WHAT NEEDS TO BE DONE: Reproduce word for word the passage of the yellow fever text below that starts at "Researchers from the" and ends at "the main vector.".

SELECTED EXCERPT:
..............................

A combination of continuous monitoring of mosquitoes and non-human primate deaths, along with laboratory tests and increased vaccination, is crucial to prevent human cases of yellow fever in places where the virus is transmitted. Findings from a brief research report are published in Annals of Internal Medicine.
Yellow fever is a virus found in South America and Africa that is transmitted by infected mosquitoes. Transmission typically occurs in wild animals, but occasionally spills over to humans entering forest regions. Still, urban transmission is rare, mainly due to vaccination. Recently, concerns about reemergence of urban yellow fever have grown because of the reappearance and rapid spread of A aegypti (a type of mosquito that may carry yellow fever) in the urban environment. Further, immunization coverage for yellow fever is insufficient because it is usually administered to high-risk populations.
Researchers from the Instituto Goncalo Moniz studied the 2017 epizootic outbreak (outbreak within animals) of yellow fever in Salvador, Brazil to determine the risk for human disease. The researchers studied the temporal and spatial distribution of the yellow fever virus outbreak affecting non-human primates (small monkeys) in Salvador, by geocoding the places where the monkeys were found dead. They also collected mosquitoes at such places to investigate potential vectors. The authors found that cases of yellow fever in non-human primates in densely urbanized areas posed a considerable risk for disease resurgence in humans because of the high prevalence of the A aegypti and A albopictus mosquitoes. Salvador has long been an epicenter of dengue transmission and more recently of Zika and chikungunya viruses, all with A aegypti as the main vector.
The authors conclude that surveillance and increased vaccination, even among those not considered at high risk for infection, could help to prevent human cases of yellow fever in Brazil.

..............................

RECORDS:
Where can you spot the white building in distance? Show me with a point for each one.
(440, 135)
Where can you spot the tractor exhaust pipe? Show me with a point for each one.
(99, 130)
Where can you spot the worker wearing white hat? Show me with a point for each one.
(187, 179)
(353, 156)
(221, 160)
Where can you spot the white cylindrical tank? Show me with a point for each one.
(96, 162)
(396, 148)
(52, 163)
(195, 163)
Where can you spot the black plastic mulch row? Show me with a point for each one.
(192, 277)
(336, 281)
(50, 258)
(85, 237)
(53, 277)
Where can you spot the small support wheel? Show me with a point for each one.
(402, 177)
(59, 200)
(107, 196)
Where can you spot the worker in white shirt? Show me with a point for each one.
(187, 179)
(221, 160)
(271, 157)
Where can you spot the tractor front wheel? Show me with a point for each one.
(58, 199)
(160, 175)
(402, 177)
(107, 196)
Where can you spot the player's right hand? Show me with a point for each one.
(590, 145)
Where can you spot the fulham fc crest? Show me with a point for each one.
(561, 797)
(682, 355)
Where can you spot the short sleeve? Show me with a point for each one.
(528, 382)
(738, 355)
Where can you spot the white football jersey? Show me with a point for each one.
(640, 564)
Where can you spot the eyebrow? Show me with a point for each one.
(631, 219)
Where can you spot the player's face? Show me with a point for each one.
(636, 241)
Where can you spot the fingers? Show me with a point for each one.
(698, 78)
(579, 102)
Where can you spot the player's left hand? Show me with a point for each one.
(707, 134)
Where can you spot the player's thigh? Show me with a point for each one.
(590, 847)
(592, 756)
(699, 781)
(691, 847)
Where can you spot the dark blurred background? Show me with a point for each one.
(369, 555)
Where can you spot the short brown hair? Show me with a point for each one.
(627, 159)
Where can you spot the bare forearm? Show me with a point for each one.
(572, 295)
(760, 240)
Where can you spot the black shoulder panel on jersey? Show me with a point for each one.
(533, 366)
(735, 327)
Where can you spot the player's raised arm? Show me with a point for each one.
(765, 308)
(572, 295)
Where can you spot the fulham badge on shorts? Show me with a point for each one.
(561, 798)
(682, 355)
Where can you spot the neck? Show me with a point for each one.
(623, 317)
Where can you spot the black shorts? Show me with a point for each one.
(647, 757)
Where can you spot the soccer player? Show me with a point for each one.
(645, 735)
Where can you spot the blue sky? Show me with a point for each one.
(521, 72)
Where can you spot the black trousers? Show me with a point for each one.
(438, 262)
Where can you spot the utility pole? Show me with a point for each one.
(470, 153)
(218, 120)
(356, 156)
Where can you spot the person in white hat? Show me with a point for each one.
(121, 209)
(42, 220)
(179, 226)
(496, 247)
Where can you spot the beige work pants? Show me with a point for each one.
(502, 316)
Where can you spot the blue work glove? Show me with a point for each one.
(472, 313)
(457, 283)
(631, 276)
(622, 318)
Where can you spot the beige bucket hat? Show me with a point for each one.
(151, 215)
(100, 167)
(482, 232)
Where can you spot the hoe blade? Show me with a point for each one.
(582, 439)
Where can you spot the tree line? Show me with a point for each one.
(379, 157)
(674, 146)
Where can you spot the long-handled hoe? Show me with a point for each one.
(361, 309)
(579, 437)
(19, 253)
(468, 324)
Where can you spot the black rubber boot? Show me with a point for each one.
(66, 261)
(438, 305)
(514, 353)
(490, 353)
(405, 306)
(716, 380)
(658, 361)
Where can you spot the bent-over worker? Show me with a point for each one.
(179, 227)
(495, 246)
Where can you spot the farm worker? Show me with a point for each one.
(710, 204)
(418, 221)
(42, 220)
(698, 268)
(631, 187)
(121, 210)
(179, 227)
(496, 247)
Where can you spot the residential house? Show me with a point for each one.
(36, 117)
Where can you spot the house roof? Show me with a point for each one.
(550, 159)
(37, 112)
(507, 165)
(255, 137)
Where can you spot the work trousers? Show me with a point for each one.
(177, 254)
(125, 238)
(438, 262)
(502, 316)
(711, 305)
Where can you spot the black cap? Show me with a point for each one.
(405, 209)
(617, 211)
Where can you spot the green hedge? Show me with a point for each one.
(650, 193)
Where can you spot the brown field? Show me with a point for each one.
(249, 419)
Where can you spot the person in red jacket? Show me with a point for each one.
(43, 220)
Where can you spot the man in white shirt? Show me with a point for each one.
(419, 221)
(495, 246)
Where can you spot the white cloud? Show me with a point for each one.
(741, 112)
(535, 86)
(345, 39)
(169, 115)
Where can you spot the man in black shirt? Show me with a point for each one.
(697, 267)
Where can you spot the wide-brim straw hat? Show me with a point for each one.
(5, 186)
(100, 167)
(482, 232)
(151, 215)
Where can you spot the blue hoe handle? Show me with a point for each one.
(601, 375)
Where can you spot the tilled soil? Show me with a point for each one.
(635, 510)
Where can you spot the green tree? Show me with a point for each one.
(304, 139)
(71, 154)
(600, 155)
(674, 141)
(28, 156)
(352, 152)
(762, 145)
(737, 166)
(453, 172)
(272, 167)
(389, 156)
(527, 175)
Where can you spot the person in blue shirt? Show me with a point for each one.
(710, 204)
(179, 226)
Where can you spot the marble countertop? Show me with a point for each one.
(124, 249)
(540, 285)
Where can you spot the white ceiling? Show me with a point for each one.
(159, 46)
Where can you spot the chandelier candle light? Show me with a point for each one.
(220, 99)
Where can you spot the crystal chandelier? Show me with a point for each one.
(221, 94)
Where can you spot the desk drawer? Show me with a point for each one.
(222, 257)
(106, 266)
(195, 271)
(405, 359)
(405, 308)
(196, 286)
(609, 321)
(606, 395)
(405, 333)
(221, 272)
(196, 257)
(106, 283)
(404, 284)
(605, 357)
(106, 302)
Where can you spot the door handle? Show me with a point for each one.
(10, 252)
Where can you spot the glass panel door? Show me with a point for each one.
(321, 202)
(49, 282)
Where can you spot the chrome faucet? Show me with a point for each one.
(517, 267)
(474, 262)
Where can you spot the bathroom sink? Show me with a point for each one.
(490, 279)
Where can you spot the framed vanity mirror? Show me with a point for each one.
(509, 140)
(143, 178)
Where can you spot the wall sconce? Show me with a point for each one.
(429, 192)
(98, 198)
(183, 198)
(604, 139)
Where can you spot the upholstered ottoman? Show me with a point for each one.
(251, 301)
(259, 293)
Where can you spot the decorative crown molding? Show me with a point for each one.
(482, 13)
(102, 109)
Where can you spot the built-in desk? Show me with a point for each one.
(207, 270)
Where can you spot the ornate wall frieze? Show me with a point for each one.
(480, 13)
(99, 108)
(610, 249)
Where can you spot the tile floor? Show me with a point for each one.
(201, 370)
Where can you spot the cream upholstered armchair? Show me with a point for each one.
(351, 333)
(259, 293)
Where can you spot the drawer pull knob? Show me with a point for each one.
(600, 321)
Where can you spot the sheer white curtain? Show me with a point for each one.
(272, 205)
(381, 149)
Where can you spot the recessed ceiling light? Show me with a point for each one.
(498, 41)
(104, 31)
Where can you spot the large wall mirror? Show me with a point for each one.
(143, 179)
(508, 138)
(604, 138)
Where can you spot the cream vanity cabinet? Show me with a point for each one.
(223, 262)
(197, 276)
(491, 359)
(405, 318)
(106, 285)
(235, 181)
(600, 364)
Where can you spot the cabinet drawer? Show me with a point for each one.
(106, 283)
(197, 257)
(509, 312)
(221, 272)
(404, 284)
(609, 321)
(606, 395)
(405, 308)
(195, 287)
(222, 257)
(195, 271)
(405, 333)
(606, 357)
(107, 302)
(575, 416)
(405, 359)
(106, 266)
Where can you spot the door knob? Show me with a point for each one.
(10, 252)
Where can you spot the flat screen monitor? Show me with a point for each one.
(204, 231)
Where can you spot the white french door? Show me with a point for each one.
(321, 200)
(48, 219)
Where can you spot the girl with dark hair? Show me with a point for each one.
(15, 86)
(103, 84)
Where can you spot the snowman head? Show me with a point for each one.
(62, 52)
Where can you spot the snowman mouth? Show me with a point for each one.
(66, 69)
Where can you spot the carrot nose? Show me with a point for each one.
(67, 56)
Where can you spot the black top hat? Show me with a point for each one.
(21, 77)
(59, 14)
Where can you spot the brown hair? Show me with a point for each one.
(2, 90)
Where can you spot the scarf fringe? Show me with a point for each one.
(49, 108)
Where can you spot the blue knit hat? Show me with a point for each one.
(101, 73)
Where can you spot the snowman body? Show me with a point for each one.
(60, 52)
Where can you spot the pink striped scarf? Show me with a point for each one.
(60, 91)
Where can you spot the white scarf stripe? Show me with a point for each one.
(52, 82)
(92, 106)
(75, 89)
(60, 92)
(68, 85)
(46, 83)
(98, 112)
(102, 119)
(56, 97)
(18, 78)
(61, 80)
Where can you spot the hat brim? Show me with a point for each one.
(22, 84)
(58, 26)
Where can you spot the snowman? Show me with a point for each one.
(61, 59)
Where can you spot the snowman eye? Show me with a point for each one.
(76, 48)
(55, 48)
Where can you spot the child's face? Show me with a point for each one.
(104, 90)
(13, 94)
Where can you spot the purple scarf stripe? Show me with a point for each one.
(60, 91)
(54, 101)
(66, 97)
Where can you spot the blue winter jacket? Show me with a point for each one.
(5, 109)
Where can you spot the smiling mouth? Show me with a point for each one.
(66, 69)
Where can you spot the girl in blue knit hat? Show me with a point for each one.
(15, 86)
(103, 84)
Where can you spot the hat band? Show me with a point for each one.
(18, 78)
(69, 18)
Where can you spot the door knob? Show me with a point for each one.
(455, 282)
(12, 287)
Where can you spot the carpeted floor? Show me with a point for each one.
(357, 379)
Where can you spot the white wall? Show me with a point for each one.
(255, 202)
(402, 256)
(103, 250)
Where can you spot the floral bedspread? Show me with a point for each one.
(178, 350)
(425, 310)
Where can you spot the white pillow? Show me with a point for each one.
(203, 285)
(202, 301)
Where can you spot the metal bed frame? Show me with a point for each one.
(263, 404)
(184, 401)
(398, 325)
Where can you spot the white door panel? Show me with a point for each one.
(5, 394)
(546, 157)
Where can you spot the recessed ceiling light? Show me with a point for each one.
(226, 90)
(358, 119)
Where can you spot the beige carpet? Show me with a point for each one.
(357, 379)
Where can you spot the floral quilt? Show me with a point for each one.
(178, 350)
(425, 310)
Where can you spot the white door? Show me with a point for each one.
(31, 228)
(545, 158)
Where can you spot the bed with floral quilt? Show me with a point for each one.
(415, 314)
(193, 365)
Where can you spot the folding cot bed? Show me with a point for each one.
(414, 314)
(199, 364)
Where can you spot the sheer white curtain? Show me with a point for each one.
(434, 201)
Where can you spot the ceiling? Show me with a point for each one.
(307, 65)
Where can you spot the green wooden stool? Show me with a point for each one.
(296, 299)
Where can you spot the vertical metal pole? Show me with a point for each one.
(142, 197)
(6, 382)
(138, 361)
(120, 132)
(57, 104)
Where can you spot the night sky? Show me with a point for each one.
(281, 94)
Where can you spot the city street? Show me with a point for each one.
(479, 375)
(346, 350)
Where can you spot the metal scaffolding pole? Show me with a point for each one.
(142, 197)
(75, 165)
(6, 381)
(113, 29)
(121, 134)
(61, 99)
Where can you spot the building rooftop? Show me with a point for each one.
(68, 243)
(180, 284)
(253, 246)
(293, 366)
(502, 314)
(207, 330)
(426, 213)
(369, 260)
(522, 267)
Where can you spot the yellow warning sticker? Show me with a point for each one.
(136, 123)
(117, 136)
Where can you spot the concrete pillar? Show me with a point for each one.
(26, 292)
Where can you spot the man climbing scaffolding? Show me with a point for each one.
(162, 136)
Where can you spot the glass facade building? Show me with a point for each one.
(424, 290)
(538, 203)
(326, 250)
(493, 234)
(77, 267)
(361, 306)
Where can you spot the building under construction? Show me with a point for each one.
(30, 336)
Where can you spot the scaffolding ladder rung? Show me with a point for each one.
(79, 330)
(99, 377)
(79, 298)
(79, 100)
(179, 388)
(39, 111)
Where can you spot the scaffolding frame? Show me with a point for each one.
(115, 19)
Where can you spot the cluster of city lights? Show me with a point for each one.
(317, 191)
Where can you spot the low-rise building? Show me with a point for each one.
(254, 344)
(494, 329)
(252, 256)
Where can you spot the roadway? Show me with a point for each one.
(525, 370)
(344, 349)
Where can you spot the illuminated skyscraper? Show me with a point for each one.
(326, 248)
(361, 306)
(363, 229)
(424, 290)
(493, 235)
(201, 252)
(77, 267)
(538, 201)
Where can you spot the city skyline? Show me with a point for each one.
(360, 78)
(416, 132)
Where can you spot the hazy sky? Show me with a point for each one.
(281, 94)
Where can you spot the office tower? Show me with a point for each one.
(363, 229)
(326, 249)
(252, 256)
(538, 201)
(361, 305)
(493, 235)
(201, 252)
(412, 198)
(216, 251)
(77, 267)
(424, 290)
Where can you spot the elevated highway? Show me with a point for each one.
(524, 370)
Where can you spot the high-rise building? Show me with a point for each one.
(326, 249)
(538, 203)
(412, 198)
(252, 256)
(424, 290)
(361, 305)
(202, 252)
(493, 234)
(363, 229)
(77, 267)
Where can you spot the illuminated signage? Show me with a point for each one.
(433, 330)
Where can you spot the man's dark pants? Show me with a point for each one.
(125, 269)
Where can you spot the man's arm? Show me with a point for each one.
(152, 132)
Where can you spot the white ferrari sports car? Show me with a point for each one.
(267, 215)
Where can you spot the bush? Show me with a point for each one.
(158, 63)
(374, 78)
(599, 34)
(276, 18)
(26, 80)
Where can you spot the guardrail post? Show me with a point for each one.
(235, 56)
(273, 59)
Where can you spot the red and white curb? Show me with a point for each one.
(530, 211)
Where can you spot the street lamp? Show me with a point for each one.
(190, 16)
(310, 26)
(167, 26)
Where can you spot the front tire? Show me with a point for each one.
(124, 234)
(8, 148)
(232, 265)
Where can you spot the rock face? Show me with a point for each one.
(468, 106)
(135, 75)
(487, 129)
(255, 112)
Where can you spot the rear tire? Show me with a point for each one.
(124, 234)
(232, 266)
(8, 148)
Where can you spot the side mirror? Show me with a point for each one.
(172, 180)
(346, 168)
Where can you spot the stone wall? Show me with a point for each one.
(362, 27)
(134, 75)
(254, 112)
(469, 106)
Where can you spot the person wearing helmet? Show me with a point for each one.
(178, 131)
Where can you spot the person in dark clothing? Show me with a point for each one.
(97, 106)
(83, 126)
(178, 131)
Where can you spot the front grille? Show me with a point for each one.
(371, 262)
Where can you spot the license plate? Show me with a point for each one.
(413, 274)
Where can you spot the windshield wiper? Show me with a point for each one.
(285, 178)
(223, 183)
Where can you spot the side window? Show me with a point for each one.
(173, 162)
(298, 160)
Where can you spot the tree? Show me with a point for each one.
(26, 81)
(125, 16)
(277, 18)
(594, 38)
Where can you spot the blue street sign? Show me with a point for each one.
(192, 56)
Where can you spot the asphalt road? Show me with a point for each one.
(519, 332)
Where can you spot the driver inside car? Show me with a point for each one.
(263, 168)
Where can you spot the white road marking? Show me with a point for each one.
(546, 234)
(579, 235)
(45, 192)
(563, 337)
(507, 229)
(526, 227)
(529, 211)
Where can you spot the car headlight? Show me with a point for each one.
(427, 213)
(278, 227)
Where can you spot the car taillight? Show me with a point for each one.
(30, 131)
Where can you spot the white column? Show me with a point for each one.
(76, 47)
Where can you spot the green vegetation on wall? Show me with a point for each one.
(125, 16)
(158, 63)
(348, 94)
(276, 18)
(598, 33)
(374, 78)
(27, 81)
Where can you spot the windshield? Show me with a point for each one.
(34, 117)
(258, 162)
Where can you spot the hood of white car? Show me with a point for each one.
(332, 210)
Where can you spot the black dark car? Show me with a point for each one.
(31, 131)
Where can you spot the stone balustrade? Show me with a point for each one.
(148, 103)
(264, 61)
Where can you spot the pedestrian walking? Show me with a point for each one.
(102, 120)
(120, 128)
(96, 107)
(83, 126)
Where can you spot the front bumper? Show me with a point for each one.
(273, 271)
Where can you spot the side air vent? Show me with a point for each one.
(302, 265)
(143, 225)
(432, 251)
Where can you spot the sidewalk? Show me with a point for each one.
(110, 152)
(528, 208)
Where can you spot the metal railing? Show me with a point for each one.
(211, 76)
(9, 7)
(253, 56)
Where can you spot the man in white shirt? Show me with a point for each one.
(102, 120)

..............................

SOLUTION FOR THIS PROBLEM:
Researchers from the Instituto Goncalo Moniz studied the 2017 epizootic outbreak (outbreak within animals) of yellow fever in Salvador, Brazil to determine the risk for human disease. The researchers studied the temporal and spatial distribution of the yellow fever virus outbreak affecting non-human primates (small monkeys) in Salvador, by geocoding the places where the monkeys were found dead. They also collected mosquitoes at such places to investigate potential vectors. The authors found that cases of yellow fever in non-human primates in densely urbanized areas posed a considerable risk for disease resurgence in humans because of the high prevalence of the A aegypti and A albopictus mosquitoes. Salvador has long been an epicenter of dengue transmission and more recently of Zika and chikungunya viruses, all with A aegypti as the main vector.